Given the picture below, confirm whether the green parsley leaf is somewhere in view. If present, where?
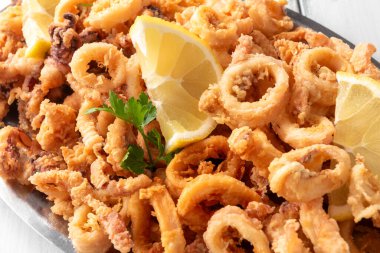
[78,3,93,7]
[86,91,174,174]
[120,145,148,174]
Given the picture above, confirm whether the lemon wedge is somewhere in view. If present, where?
[130,16,222,152]
[334,72,380,176]
[22,0,59,59]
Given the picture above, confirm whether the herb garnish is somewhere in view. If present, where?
[86,91,174,174]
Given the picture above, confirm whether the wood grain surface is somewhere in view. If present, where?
[0,0,380,253]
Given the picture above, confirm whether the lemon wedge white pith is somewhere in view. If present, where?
[22,0,59,58]
[130,16,222,151]
[334,72,380,178]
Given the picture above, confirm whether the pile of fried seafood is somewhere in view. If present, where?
[0,0,380,253]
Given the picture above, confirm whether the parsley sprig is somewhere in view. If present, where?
[86,91,173,174]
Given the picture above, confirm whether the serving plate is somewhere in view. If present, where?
[0,9,380,253]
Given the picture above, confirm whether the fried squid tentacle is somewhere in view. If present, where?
[165,136,244,198]
[300,198,350,253]
[246,0,293,37]
[177,174,261,231]
[29,170,86,219]
[228,127,282,178]
[32,99,78,152]
[266,202,310,253]
[140,184,186,253]
[347,157,380,227]
[269,144,351,202]
[54,0,96,23]
[272,111,335,148]
[203,206,271,253]
[199,54,289,128]
[69,205,112,253]
[0,126,32,184]
[83,194,133,253]
[291,47,352,112]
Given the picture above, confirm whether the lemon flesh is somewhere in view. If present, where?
[22,0,59,59]
[130,16,222,152]
[334,72,380,176]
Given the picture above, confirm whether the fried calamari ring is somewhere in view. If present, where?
[69,42,128,93]
[199,55,289,128]
[350,43,380,80]
[291,47,352,112]
[54,0,96,23]
[140,185,186,253]
[86,0,150,31]
[266,204,310,253]
[228,127,282,178]
[127,192,153,253]
[177,174,261,232]
[300,199,350,253]
[77,93,104,154]
[246,0,293,37]
[165,135,245,198]
[203,206,271,253]
[269,144,351,202]
[272,111,335,148]
[347,157,380,227]
[177,5,238,50]
[68,205,112,253]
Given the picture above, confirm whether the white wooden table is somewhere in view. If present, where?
[0,0,380,253]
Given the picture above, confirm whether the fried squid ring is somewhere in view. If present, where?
[177,174,261,232]
[177,5,238,50]
[269,144,351,202]
[300,199,350,253]
[246,0,293,37]
[165,135,245,198]
[140,185,186,253]
[77,93,104,154]
[69,42,128,93]
[54,0,95,23]
[347,157,380,227]
[291,47,352,109]
[68,205,112,253]
[272,111,335,148]
[266,208,310,253]
[86,0,150,31]
[350,43,380,80]
[127,192,153,253]
[203,206,271,253]
[228,127,282,178]
[199,55,289,128]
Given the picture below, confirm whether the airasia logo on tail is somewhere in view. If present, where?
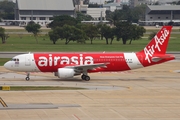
[144,28,170,63]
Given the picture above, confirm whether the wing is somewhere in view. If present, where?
[65,63,109,72]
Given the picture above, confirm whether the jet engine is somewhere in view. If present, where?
[57,68,75,78]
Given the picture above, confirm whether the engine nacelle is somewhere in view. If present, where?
[57,68,75,78]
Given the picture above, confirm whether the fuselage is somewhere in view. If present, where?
[4,52,174,72]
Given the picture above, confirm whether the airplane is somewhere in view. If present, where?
[4,25,175,81]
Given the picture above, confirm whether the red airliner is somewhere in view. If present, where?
[4,26,175,81]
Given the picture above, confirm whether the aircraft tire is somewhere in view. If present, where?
[26,77,30,81]
[84,76,90,81]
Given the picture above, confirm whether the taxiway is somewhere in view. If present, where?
[0,61,180,120]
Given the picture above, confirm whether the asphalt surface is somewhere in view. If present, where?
[0,61,180,120]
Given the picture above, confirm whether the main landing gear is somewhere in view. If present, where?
[81,74,90,81]
[25,72,30,81]
[81,72,90,81]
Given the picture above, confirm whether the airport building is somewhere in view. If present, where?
[15,0,75,26]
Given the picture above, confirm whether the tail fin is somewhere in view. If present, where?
[140,26,172,57]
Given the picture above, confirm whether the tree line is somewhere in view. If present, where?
[48,15,146,44]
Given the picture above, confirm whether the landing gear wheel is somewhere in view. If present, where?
[26,77,30,81]
[84,76,90,81]
[81,75,90,81]
[81,75,86,80]
[26,72,30,81]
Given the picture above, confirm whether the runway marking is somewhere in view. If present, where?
[73,114,81,120]
[110,109,128,120]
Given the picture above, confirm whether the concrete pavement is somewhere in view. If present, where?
[0,61,180,120]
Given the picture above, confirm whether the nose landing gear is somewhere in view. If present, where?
[25,72,30,81]
[81,74,90,81]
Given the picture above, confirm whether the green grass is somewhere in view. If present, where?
[0,34,180,52]
[0,86,84,91]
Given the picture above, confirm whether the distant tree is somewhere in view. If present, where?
[25,21,41,43]
[154,1,160,5]
[83,24,99,44]
[48,15,79,29]
[88,3,101,8]
[54,25,86,45]
[48,30,59,44]
[0,0,15,20]
[115,22,146,44]
[116,22,132,44]
[76,12,93,21]
[176,0,180,5]
[101,24,114,44]
[148,31,157,40]
[129,25,146,44]
[0,27,9,44]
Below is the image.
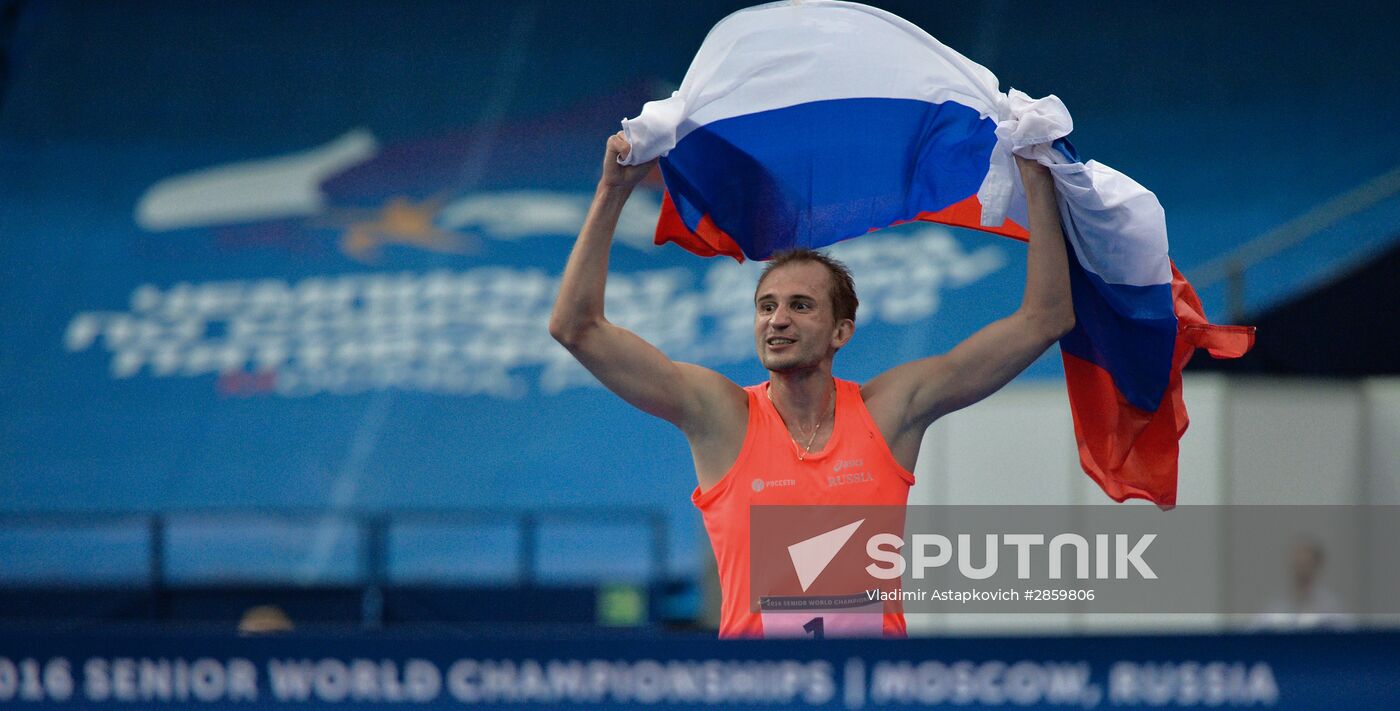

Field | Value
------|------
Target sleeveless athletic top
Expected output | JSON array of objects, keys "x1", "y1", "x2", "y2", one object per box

[{"x1": 690, "y1": 379, "x2": 914, "y2": 638}]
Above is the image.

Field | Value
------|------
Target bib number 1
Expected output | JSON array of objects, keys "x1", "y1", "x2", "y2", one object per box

[{"x1": 759, "y1": 592, "x2": 885, "y2": 640}]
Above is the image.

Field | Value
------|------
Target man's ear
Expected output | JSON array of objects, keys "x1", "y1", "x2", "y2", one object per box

[{"x1": 832, "y1": 319, "x2": 855, "y2": 350}]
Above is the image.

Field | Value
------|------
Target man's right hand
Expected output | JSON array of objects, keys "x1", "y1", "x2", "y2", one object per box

[{"x1": 598, "y1": 132, "x2": 657, "y2": 195}]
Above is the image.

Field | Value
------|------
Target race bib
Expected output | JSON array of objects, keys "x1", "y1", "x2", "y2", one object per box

[{"x1": 759, "y1": 591, "x2": 885, "y2": 640}]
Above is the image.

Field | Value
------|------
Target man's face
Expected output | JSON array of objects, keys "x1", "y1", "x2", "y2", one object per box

[{"x1": 753, "y1": 262, "x2": 854, "y2": 372}]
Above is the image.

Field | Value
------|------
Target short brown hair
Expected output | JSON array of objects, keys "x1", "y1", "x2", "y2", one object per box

[{"x1": 753, "y1": 246, "x2": 861, "y2": 321}]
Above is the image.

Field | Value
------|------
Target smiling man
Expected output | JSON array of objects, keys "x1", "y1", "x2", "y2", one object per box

[{"x1": 549, "y1": 133, "x2": 1074, "y2": 637}]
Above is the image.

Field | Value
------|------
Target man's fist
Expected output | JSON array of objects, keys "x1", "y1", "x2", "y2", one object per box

[{"x1": 599, "y1": 132, "x2": 657, "y2": 192}]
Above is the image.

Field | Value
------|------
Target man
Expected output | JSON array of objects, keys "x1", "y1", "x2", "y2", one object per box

[{"x1": 549, "y1": 132, "x2": 1074, "y2": 637}]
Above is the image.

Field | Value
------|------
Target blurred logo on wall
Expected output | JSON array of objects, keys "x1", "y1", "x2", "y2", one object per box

[{"x1": 64, "y1": 129, "x2": 1005, "y2": 399}]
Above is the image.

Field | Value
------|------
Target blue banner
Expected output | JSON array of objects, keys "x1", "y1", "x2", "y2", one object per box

[{"x1": 0, "y1": 631, "x2": 1400, "y2": 710}]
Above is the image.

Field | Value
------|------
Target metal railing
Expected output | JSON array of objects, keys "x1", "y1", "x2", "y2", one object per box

[
  {"x1": 1190, "y1": 165, "x2": 1400, "y2": 323},
  {"x1": 0, "y1": 507, "x2": 671, "y2": 626}
]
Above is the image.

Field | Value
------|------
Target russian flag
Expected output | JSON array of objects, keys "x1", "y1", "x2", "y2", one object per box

[{"x1": 623, "y1": 0, "x2": 1253, "y2": 505}]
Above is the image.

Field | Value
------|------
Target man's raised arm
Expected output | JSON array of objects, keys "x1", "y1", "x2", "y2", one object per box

[
  {"x1": 549, "y1": 133, "x2": 746, "y2": 442},
  {"x1": 865, "y1": 157, "x2": 1074, "y2": 456}
]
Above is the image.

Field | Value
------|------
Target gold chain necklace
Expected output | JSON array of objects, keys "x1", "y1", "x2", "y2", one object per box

[{"x1": 763, "y1": 385, "x2": 836, "y2": 462}]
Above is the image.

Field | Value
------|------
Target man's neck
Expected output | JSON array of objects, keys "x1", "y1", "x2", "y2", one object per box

[{"x1": 769, "y1": 368, "x2": 836, "y2": 427}]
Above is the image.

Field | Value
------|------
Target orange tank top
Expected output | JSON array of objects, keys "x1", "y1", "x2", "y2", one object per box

[{"x1": 690, "y1": 379, "x2": 914, "y2": 638}]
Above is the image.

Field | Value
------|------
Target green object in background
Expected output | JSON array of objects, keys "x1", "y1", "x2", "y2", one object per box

[{"x1": 598, "y1": 584, "x2": 647, "y2": 627}]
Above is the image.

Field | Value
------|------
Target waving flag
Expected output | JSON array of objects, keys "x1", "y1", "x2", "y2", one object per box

[{"x1": 623, "y1": 0, "x2": 1253, "y2": 505}]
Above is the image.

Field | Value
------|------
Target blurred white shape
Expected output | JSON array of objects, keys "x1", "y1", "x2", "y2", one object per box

[{"x1": 136, "y1": 129, "x2": 379, "y2": 232}]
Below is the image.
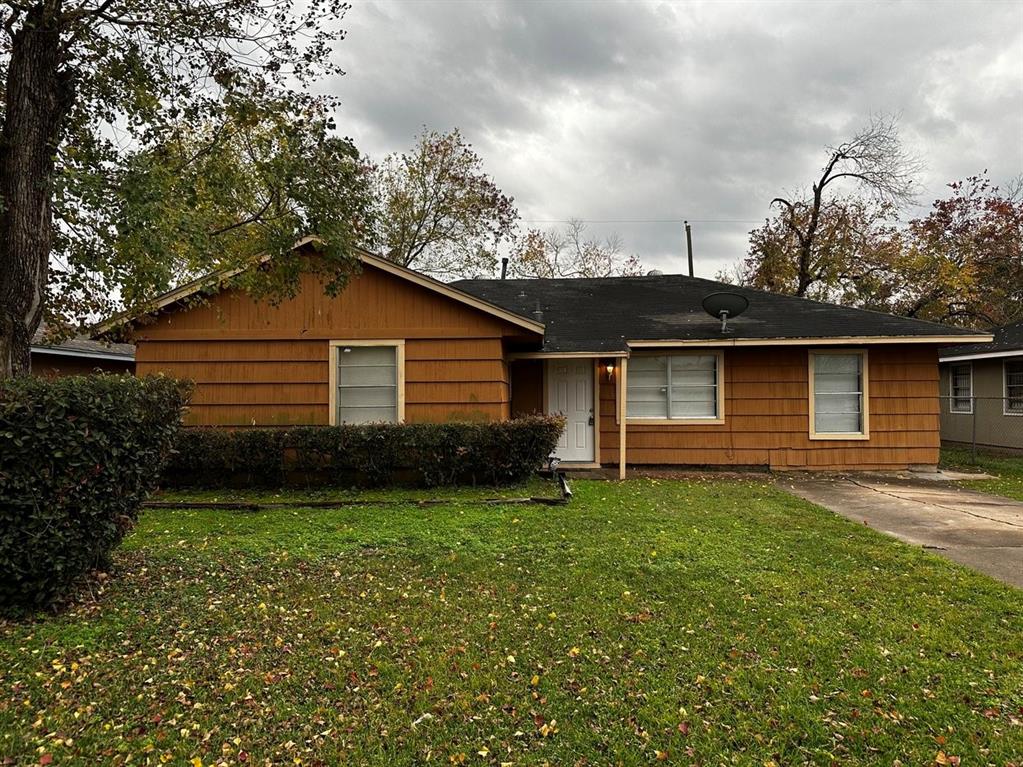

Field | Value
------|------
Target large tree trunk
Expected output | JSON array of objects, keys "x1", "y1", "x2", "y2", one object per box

[{"x1": 0, "y1": 0, "x2": 74, "y2": 375}]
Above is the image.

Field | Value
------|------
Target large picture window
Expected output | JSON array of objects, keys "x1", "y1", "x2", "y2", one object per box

[
  {"x1": 625, "y1": 353, "x2": 724, "y2": 421},
  {"x1": 1004, "y1": 360, "x2": 1023, "y2": 415},
  {"x1": 330, "y1": 341, "x2": 405, "y2": 424},
  {"x1": 810, "y1": 352, "x2": 869, "y2": 439},
  {"x1": 948, "y1": 362, "x2": 973, "y2": 413}
]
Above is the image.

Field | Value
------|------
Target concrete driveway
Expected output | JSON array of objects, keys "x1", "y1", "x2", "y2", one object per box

[{"x1": 779, "y1": 475, "x2": 1023, "y2": 588}]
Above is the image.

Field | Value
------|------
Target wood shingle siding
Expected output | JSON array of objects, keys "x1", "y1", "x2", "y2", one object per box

[
  {"x1": 136, "y1": 266, "x2": 524, "y2": 426},
  {"x1": 599, "y1": 345, "x2": 939, "y2": 469}
]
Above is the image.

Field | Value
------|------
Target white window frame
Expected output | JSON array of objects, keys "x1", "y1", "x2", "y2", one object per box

[
  {"x1": 948, "y1": 362, "x2": 973, "y2": 415},
  {"x1": 1002, "y1": 357, "x2": 1023, "y2": 417},
  {"x1": 327, "y1": 339, "x2": 405, "y2": 426},
  {"x1": 806, "y1": 349, "x2": 871, "y2": 440},
  {"x1": 619, "y1": 349, "x2": 724, "y2": 426}
]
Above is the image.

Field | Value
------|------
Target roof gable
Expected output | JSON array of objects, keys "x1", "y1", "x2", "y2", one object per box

[{"x1": 94, "y1": 244, "x2": 543, "y2": 335}]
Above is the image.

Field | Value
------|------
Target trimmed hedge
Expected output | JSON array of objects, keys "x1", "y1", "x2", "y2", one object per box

[
  {"x1": 162, "y1": 415, "x2": 565, "y2": 488},
  {"x1": 0, "y1": 375, "x2": 190, "y2": 610}
]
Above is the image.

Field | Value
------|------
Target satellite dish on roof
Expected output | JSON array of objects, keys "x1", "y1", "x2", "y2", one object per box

[{"x1": 703, "y1": 292, "x2": 750, "y2": 333}]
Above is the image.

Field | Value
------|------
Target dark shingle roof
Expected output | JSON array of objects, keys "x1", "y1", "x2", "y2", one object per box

[
  {"x1": 452, "y1": 274, "x2": 976, "y2": 352},
  {"x1": 32, "y1": 325, "x2": 135, "y2": 360},
  {"x1": 940, "y1": 320, "x2": 1023, "y2": 357}
]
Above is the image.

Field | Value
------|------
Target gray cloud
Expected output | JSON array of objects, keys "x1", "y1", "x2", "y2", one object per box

[{"x1": 328, "y1": 0, "x2": 1023, "y2": 276}]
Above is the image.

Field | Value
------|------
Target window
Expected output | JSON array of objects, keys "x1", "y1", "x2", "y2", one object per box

[
  {"x1": 330, "y1": 341, "x2": 405, "y2": 424},
  {"x1": 1003, "y1": 360, "x2": 1023, "y2": 415},
  {"x1": 948, "y1": 362, "x2": 973, "y2": 413},
  {"x1": 625, "y1": 352, "x2": 724, "y2": 421},
  {"x1": 810, "y1": 352, "x2": 868, "y2": 440}
]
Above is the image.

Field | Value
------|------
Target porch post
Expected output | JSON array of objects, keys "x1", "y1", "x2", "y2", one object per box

[{"x1": 618, "y1": 357, "x2": 629, "y2": 480}]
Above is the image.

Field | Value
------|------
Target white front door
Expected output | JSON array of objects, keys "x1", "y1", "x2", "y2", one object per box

[{"x1": 547, "y1": 359, "x2": 594, "y2": 463}]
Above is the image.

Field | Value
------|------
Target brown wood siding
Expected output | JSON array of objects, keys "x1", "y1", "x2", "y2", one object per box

[
  {"x1": 136, "y1": 267, "x2": 524, "y2": 426},
  {"x1": 599, "y1": 346, "x2": 940, "y2": 469},
  {"x1": 510, "y1": 360, "x2": 543, "y2": 416}
]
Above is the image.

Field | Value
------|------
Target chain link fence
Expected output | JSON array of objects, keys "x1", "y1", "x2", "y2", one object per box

[{"x1": 941, "y1": 395, "x2": 1023, "y2": 459}]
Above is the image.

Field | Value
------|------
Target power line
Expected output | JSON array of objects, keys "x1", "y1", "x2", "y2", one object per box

[{"x1": 521, "y1": 219, "x2": 763, "y2": 224}]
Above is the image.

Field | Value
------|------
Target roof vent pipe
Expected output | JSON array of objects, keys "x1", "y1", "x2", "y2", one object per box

[{"x1": 682, "y1": 221, "x2": 694, "y2": 277}]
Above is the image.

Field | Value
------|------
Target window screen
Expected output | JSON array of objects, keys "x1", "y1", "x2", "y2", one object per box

[
  {"x1": 1006, "y1": 360, "x2": 1023, "y2": 415},
  {"x1": 948, "y1": 363, "x2": 973, "y2": 413},
  {"x1": 626, "y1": 354, "x2": 718, "y2": 419},
  {"x1": 338, "y1": 346, "x2": 398, "y2": 423},
  {"x1": 813, "y1": 354, "x2": 863, "y2": 434}
]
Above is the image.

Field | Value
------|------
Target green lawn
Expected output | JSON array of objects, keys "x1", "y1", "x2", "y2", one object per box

[
  {"x1": 0, "y1": 480, "x2": 1023, "y2": 767},
  {"x1": 941, "y1": 448, "x2": 1023, "y2": 501}
]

— WHAT IS NEEDED —
Copy out the data from the line with "Given the picture above, confirm whether the nose" up to and including the line with "[0,86,84,91]", keeping every character the same.

— TASK RESPONSE —
Given the picture above, confirm whether the nose landing gear is somewhere in view. If present, where?
[25,72,30,81]
[81,74,90,81]
Given the picture above, confirm whether the green grass is somewhere in view. If present, where?
[0,34,180,52]
[0,86,84,91]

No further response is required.